* **YOUR OBJECTIVE**
Take each line of the records below that contains the string "snow" and copy it.

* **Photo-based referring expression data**
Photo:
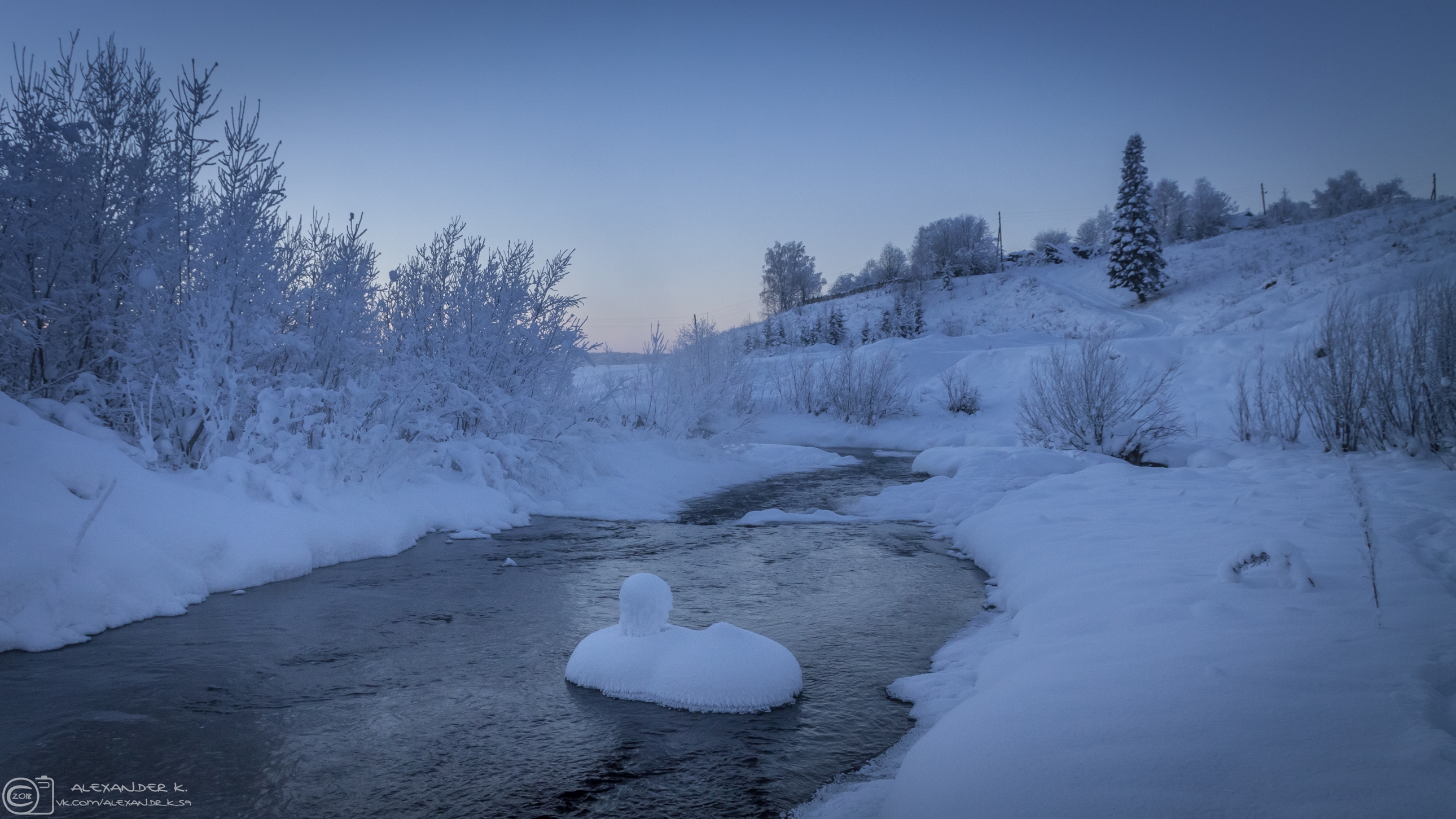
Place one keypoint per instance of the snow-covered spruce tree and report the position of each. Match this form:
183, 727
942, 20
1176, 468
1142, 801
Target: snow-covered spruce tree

* **RESPONSE TO THE EXERCISE**
Place one keypoint per instance of the snow-covered spruce tree and report the position of each. Match this form:
Target: snow-covered spruce tree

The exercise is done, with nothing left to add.